Ces mesures autoritaires, à l'instar de celles reproduites ailleurs alors que les élites au pouvoir se préparent à la guerre, s'inscrivent dans le cadre d'une offensive plus large contre la classe ouvrière israélienne, qui a vu ses conditions de vie se détériorer sous le couvert de la guerre. Elles sont mises en œuvre par un gouvernement corrompu d'extrême droite qui gouverne au nom des oligarques israéliens et dont les ministres s'enrichissent personnellement et enrichissent leur base sociale.
Alors que l'Institut national d'assurance israélien n'a pas encore publié son rapport officiel sur la pauvreté pour 2024, le dernier rapport de Latet, un groupe israélien de lutte contre la pauvreté, publié il y a deux semaines, révèle une pauvreté croissante dans un pays qui affiche l'un des taux d'inégalité les plus élevés du groupe des économies avancées de l'OCDE. Un nombre record de 39 Israéliens figurent dans la liste 2025 des milliardaires du monde du magazine Forbes, le nombre le plus élevé depuis la création du classement.

= = = = = = =

TRAVAIL À FAIRE —
a) Indiquez si chacun des énoncés suivants concorde avec le passage sur la pauvreté en Israël, en justifiant par les mots exacts du passage : (i) le rapport de Latet a été publié il y a deux semaines ; (ii) l'Institut national d'assurance israélien a déjà publié son rapport officiel sur la pauvreté pour 2024 ; (iii) les 39 Israéliens de la liste Forbes 2025 constituent le nombre le plus élevé depuis la création du classement.
b) Prolongez le passage sur la pauvreté en Israël en partant de sa dernière phrase.

ENTRÉES EXTRAITES —

= = = = = = =

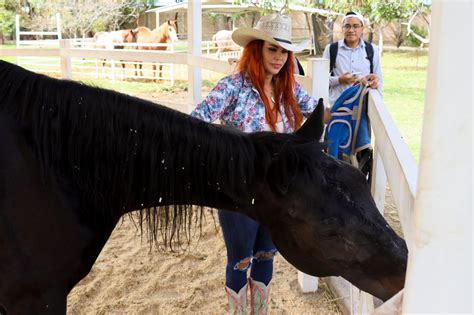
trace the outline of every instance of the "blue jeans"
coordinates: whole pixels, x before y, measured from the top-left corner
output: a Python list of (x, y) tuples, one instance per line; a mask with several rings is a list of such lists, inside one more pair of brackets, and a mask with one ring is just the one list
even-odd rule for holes
[(243, 214), (226, 210), (219, 210), (219, 222), (227, 248), (226, 286), (239, 292), (247, 283), (248, 269), (252, 279), (268, 285), (277, 252), (270, 232)]

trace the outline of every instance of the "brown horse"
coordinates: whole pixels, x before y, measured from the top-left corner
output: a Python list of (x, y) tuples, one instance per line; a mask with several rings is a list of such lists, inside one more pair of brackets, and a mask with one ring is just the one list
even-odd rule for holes
[[(176, 42), (178, 40), (177, 35), (177, 23), (175, 20), (168, 20), (165, 23), (161, 24), (159, 28), (151, 31), (148, 27), (140, 26), (133, 30), (135, 33), (138, 44), (164, 44), (167, 42)], [(142, 50), (166, 50), (166, 46), (138, 46), (138, 49)], [(135, 66), (135, 75), (137, 75), (137, 70)], [(140, 75), (143, 76), (142, 64), (139, 64)], [(159, 65), (159, 77), (161, 78), (161, 71), (163, 66)], [(156, 64), (153, 64), (153, 75), (156, 77)]]
[[(123, 49), (123, 43), (135, 43), (137, 41), (136, 34), (132, 29), (118, 30), (112, 32), (98, 32), (94, 35), (94, 48), (98, 49)], [(105, 59), (102, 61), (105, 66)], [(125, 69), (125, 63), (122, 62), (122, 69)]]
[(220, 30), (212, 35), (212, 41), (217, 48), (217, 59), (224, 51), (240, 50), (240, 46), (232, 40), (232, 31)]

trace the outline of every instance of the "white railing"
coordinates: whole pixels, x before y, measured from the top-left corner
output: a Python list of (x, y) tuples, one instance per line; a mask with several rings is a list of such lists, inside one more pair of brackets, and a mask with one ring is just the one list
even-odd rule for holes
[[(25, 32), (22, 32), (22, 34)], [(31, 33), (31, 32), (28, 32)], [(36, 32), (35, 32), (36, 33)], [(48, 43), (48, 45), (46, 44)], [(239, 58), (240, 51), (224, 51), (217, 53), (216, 49), (210, 49), (213, 42), (205, 42), (202, 46), (203, 55), (208, 58), (219, 59), (227, 61), (229, 58)], [(123, 54), (113, 54), (111, 50), (104, 49), (102, 47), (97, 48), (92, 38), (81, 38), (81, 39), (70, 39), (70, 40), (31, 40), (21, 41), (21, 47), (23, 48), (16, 51), (14, 54), (17, 56), (17, 63), (22, 67), (28, 68), (32, 71), (58, 74), (62, 73), (60, 68), (61, 60), (59, 56), (69, 57), (70, 68), (67, 77), (72, 78), (73, 76), (81, 76), (88, 78), (107, 78), (112, 81), (125, 80), (125, 79), (160, 79), (167, 81), (171, 85), (174, 85), (175, 80), (186, 80), (187, 79), (187, 68), (185, 63), (169, 63), (162, 61), (160, 53), (163, 54), (175, 54), (180, 53), (181, 56), (187, 53), (186, 42), (175, 42), (175, 43), (113, 43), (111, 46), (121, 46), (121, 49), (114, 49), (113, 51), (127, 51), (128, 56), (133, 56), (133, 59), (124, 57)], [(141, 50), (142, 47), (152, 47), (152, 49), (160, 48), (161, 50), (149, 50), (149, 52), (156, 52), (156, 58), (148, 59), (146, 57), (141, 59), (142, 55), (138, 52), (146, 52), (148, 50)], [(213, 46), (212, 46), (213, 47)], [(28, 50), (30, 49), (30, 50)], [(38, 50), (36, 54), (30, 54), (34, 49)], [(55, 49), (61, 49), (58, 52)], [(81, 49), (81, 53), (70, 53), (66, 49)], [(103, 53), (93, 53), (90, 51), (103, 50)], [(7, 53), (5, 51), (4, 53)], [(10, 51), (9, 53), (13, 53)], [(120, 58), (115, 58), (120, 56)], [(137, 57), (135, 57), (137, 56)], [(166, 59), (166, 58), (165, 58)], [(142, 68), (142, 70), (139, 70)], [(156, 70), (155, 70), (156, 69)], [(66, 73), (68, 72), (66, 71)], [(204, 76), (207, 79), (212, 78), (210, 72), (206, 72)]]
[[(371, 192), (379, 211), (383, 214), (387, 184), (398, 209), (404, 239), (408, 248), (413, 242), (413, 209), (416, 194), (418, 166), (407, 144), (391, 118), (382, 96), (377, 90), (369, 92), (368, 115), (372, 127), (374, 163)], [(339, 277), (327, 282), (338, 296), (344, 314), (371, 314), (381, 301), (352, 286)]]

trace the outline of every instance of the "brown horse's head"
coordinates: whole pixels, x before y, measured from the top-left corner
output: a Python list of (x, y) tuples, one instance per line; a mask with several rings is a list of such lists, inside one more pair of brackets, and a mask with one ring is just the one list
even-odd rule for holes
[[(299, 270), (342, 276), (387, 300), (404, 286), (405, 241), (379, 213), (363, 174), (318, 149), (322, 107), (261, 167), (265, 179), (253, 189), (261, 193), (247, 214), (270, 229), (279, 251)], [(252, 136), (259, 145), (268, 137)]]

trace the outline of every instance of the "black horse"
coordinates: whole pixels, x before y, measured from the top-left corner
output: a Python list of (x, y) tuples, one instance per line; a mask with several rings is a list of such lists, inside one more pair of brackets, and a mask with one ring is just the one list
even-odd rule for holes
[(64, 313), (123, 214), (190, 237), (202, 207), (267, 226), (281, 254), (386, 300), (407, 247), (363, 175), (322, 151), (322, 106), (295, 134), (244, 134), (0, 61), (0, 313)]

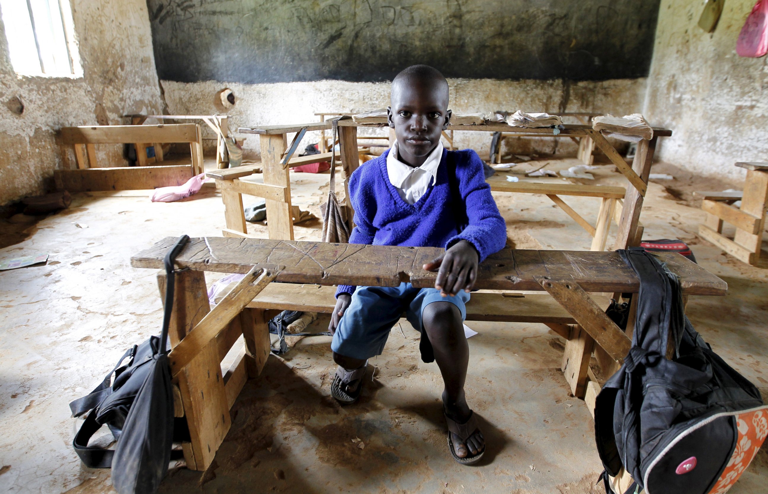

= = = = = = =

RÉPONSES RÉDIGÉES —
a)
(i) Oui : « publié il y a deux semaines ».
(ii) Non : « n'a pas encore publié son rapport officiel sur la pauvreté pour 2024 ».
(iii) Oui : « le nombre le plus élevé depuis la création du classement ».

b)
Les dépenses des ménages ont considérablement augmenté depuis la guerre ; près de 27 % des ménages, soit plus de 2,8 millions de personnes, dont 1,8 million d'enfants, souffrent d'« insécurité alimentaire », soit une augmentation de près de 29 % en 2025.
La pauvreté ne se limite pas aux « groupes de population défavorisés » traditionnels ; environ un quart des bénéficiaires de l'aide sont désormais les « nouveaux pauvres », poussés dans la précarité au cours des deux dernières années, notamment la classe moyenne inférieure et les réservistes de l'armée indépendants qui ont perdu leur entreprise en raison de leur longue période de service. Deux mois après le soi-disant cessez-le-feu, la plupart des réservistes n'ont toujours pas repris leur vie civile. Beaucoup n'auront pas d'emploi où retourner, car plus de 46 000 entreprises ont fait faillite pendant la guerre.
Le rapport indique que « de nombreuses familles de la classe moyenne s'effondrent sous le poids de la flambée du coût de la vie, de l'économie ploutocratique et de l'attitude « mange, bois et sois joyeux, car demain nous mourrons ». La classe moyenne israélienne, plus prospère et plus éduquée, envisage d'émigrer, tandis que des dizaines de milliers de familles ont déjà émigré.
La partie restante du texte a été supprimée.